▶ _PROBLEM TO SOLVE_:
Count the lines in the records below that contain the string "patio", and reply with that number alone.

▶ _DATASET_:
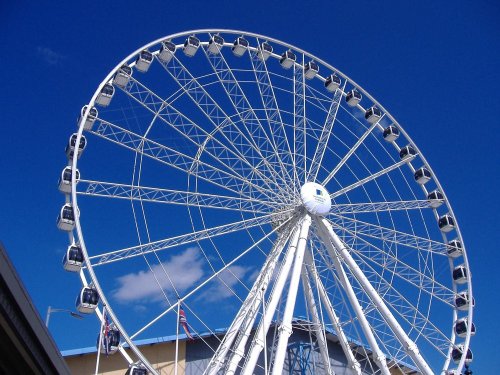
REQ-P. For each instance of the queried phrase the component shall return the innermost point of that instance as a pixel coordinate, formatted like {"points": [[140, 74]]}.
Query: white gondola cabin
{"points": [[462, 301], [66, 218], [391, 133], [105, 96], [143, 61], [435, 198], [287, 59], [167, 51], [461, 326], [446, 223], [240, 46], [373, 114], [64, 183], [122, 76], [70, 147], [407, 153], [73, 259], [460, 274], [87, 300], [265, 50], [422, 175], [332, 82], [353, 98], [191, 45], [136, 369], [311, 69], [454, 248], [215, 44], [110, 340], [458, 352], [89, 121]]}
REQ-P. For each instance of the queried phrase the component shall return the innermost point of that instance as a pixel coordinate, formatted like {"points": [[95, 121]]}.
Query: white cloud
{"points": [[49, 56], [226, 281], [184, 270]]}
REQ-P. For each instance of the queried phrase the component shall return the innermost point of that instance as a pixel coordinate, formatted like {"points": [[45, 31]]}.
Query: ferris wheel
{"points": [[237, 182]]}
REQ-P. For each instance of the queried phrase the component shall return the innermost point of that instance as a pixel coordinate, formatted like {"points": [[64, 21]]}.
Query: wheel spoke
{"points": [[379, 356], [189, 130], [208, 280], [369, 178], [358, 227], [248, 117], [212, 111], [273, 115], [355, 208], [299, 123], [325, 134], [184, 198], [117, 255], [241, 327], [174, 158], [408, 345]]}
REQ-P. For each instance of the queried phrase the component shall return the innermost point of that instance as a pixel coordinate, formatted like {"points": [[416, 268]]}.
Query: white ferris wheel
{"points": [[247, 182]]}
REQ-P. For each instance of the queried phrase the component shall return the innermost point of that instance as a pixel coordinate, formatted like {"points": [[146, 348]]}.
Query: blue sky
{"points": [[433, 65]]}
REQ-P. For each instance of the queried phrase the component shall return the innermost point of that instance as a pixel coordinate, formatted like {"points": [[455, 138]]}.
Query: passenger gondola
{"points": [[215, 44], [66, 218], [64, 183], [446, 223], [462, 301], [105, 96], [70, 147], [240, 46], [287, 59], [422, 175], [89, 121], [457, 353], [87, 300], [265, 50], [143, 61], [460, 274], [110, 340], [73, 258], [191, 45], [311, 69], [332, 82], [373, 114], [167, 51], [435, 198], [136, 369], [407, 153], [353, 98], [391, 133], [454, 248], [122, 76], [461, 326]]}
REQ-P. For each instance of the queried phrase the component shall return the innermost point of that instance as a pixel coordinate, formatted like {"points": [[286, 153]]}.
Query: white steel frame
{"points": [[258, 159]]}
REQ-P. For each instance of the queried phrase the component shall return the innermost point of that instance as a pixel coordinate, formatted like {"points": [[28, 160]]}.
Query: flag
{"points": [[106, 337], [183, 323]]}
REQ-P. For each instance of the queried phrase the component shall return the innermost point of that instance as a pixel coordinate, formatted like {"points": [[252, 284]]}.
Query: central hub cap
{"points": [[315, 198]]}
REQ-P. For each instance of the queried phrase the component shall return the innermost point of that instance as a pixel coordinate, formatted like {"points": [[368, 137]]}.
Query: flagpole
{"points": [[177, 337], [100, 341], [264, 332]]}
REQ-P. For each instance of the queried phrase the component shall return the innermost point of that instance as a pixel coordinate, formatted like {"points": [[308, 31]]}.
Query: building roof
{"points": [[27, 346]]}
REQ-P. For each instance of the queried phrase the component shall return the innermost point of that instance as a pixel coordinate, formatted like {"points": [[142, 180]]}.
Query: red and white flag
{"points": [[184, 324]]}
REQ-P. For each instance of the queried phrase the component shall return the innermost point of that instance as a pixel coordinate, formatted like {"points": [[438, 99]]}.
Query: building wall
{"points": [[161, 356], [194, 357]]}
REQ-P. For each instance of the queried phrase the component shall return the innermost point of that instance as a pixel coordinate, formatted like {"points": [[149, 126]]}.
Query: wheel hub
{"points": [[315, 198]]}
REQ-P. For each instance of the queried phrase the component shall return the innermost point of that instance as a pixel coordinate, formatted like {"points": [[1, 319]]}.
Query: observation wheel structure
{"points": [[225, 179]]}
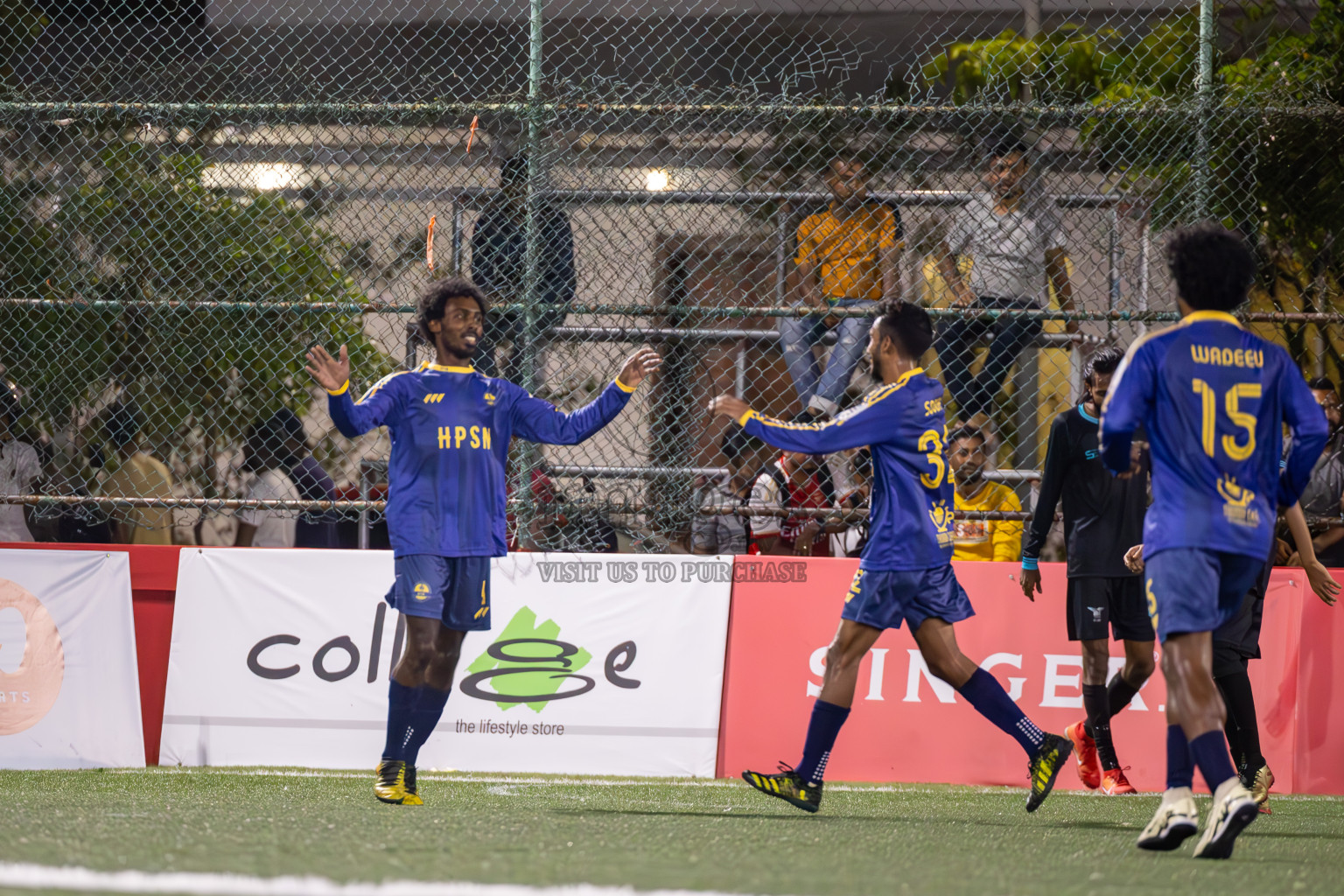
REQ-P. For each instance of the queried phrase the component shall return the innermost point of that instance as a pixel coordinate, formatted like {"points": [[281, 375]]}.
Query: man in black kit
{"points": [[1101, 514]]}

==

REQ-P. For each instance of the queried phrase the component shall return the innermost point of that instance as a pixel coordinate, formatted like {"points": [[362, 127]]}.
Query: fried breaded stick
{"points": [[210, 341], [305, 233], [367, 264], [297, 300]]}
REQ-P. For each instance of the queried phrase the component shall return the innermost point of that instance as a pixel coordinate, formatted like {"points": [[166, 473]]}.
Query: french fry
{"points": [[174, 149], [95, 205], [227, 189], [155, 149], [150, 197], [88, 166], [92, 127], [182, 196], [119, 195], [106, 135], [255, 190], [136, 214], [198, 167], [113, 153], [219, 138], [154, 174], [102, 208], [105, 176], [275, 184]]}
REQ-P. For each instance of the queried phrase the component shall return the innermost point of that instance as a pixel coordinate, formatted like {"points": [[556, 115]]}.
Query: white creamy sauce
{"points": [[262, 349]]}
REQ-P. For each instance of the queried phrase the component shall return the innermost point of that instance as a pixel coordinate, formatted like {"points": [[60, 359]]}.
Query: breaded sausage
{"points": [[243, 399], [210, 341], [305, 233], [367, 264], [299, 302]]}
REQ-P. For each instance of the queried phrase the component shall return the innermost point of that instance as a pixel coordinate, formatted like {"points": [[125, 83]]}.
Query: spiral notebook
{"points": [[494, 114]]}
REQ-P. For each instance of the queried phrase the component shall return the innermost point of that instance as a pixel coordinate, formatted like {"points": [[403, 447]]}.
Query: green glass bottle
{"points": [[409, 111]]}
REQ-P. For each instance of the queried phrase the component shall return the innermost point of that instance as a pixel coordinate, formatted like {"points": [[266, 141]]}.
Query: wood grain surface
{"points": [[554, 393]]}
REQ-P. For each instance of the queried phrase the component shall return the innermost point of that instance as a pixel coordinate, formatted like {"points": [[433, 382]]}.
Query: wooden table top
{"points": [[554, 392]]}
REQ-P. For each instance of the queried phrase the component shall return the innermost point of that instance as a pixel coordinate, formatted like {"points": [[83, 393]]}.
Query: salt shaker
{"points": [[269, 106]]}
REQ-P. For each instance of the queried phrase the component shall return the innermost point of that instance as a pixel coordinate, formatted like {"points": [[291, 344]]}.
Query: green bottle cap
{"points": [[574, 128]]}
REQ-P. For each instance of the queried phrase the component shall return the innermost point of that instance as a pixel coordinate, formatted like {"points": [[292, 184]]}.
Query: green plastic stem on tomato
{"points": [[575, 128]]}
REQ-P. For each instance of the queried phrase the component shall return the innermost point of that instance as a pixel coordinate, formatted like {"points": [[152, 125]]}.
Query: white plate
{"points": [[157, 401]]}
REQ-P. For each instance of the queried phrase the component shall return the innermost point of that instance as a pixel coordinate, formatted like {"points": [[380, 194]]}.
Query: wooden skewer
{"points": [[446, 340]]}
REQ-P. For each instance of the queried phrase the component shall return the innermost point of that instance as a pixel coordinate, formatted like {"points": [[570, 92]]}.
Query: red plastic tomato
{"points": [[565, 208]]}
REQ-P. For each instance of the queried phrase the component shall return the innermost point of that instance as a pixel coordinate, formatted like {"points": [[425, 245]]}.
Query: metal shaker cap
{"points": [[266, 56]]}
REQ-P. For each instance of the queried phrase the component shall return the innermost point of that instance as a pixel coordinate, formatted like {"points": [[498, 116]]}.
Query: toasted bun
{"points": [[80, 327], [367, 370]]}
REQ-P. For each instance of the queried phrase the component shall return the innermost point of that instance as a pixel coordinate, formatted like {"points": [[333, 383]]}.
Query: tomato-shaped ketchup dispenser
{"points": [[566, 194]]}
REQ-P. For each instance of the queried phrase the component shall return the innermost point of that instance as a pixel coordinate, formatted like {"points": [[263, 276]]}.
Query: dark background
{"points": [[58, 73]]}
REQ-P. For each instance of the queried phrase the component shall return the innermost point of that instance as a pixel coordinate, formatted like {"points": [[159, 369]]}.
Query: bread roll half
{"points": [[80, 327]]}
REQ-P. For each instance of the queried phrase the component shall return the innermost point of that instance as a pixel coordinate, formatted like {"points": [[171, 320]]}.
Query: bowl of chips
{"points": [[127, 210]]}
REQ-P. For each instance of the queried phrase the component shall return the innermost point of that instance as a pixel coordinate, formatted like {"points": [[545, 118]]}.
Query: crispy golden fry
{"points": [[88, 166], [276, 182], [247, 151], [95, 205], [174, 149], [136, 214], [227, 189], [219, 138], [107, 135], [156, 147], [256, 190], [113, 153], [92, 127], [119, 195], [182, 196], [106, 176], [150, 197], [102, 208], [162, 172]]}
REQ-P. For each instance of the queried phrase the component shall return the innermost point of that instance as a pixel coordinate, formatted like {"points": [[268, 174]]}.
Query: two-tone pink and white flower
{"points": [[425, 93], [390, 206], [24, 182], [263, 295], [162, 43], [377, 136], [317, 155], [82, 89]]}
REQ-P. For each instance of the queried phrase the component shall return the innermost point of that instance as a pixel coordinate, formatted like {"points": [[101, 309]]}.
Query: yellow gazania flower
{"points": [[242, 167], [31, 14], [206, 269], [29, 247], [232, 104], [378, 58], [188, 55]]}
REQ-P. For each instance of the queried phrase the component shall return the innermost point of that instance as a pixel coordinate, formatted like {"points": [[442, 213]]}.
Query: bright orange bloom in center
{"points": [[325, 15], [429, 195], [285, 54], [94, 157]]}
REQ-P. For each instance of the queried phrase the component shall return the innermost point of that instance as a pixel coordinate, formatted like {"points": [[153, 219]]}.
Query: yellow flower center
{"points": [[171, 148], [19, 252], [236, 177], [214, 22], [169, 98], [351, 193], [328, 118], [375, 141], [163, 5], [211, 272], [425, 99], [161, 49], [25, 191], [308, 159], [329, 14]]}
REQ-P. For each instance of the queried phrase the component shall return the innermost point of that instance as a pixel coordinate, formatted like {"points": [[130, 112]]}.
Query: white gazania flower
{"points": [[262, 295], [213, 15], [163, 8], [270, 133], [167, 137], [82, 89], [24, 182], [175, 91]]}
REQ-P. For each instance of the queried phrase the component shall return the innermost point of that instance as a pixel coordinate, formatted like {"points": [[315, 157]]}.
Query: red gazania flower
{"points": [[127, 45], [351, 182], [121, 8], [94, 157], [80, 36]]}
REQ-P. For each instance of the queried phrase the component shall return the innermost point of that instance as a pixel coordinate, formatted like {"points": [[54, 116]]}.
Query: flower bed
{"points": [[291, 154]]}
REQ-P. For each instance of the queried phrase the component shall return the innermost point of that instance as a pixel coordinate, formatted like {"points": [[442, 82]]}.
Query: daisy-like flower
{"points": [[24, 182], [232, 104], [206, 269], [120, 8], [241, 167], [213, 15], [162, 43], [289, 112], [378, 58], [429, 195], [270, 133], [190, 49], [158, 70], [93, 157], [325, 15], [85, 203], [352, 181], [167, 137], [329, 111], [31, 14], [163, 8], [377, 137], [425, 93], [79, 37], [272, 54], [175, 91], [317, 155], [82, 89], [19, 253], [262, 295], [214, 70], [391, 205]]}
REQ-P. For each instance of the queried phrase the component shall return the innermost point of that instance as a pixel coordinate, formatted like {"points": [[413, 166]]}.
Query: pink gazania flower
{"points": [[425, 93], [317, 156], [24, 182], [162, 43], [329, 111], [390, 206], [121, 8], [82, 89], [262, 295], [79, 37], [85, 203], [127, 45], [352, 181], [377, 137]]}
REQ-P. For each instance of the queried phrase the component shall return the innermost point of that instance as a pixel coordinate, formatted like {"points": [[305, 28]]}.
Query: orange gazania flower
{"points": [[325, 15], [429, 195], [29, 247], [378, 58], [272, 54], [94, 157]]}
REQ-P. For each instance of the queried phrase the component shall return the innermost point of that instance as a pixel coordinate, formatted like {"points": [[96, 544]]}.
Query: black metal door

...

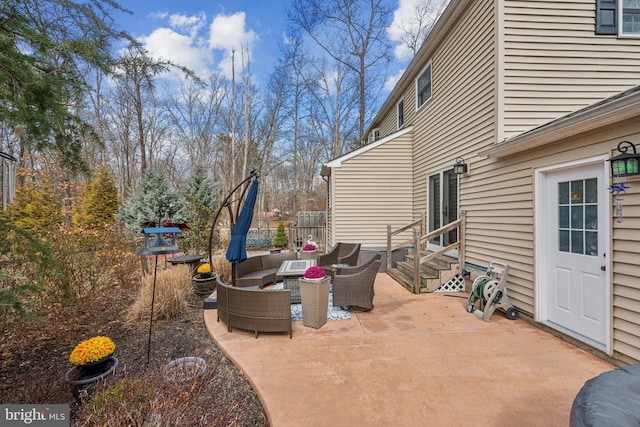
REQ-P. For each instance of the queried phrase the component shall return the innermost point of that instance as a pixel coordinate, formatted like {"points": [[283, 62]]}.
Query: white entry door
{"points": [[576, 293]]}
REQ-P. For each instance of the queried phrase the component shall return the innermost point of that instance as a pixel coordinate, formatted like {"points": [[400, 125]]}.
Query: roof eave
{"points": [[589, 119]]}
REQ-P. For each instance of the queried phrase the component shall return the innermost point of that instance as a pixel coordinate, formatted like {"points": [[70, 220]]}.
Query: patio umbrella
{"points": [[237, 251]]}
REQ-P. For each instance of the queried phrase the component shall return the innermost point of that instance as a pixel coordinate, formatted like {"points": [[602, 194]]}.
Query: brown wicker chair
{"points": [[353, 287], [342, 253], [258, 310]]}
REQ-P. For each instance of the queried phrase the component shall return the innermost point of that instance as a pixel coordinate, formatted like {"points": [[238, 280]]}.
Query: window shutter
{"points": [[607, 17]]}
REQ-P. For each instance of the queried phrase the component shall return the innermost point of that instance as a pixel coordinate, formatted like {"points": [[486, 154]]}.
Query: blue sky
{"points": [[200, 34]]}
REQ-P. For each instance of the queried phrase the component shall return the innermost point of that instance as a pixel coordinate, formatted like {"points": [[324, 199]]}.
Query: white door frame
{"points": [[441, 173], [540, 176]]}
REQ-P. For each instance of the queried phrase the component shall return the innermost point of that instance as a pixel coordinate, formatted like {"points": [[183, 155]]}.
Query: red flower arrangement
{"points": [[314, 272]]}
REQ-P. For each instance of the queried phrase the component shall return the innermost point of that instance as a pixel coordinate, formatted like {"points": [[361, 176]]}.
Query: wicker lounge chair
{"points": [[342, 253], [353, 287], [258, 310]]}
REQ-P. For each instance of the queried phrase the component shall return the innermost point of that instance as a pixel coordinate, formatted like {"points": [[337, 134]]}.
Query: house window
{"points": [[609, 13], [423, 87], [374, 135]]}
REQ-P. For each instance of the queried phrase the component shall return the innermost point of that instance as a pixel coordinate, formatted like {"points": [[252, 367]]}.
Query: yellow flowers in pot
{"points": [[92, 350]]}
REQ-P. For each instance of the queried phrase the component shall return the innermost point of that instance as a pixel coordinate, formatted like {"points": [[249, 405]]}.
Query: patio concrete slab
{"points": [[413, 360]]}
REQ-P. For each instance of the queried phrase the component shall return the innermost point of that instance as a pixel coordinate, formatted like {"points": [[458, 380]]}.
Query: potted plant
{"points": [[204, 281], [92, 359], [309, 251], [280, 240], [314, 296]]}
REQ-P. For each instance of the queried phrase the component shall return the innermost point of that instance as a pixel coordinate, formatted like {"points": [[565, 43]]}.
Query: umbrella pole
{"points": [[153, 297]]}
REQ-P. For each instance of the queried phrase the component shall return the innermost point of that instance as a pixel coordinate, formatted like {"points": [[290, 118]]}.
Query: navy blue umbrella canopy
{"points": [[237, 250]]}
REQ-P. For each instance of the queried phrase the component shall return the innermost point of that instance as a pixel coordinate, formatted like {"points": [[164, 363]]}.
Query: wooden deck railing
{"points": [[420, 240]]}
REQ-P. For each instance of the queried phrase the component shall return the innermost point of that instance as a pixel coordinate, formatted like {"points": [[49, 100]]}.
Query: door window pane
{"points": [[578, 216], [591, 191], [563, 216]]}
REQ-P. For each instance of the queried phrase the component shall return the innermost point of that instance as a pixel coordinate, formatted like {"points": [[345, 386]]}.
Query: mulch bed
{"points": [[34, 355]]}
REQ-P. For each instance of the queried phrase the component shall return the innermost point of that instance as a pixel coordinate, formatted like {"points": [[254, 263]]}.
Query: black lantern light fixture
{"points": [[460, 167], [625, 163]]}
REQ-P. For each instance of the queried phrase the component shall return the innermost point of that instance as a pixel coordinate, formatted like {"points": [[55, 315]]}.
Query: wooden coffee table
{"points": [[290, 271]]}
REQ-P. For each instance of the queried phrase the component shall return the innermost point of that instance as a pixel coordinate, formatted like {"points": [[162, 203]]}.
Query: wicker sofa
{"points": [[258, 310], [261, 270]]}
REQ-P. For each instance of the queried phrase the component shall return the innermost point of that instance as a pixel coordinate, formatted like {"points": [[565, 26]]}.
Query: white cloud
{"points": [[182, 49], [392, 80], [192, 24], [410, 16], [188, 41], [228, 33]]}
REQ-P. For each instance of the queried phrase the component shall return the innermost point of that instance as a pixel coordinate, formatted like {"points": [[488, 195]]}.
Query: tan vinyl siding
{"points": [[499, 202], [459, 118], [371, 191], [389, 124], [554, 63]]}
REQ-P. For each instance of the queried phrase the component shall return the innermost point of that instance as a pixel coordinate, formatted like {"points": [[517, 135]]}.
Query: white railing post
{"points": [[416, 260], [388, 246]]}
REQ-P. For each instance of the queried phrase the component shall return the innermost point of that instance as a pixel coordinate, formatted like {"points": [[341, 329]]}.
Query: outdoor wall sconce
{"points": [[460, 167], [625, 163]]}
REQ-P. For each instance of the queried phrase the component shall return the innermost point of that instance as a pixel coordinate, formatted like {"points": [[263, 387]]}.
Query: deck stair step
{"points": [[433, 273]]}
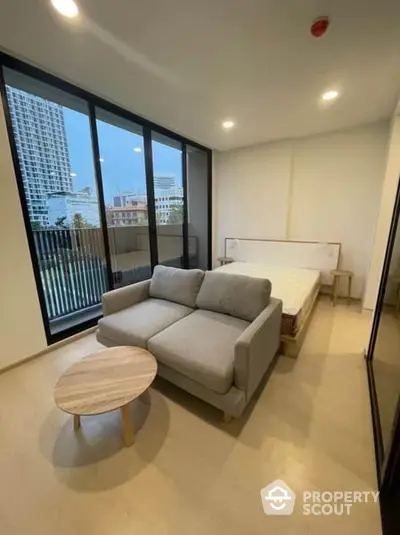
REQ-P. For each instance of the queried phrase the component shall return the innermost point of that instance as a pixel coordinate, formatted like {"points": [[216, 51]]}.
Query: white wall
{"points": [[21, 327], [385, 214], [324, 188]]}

▶ _CORRECT OUTPUT_:
2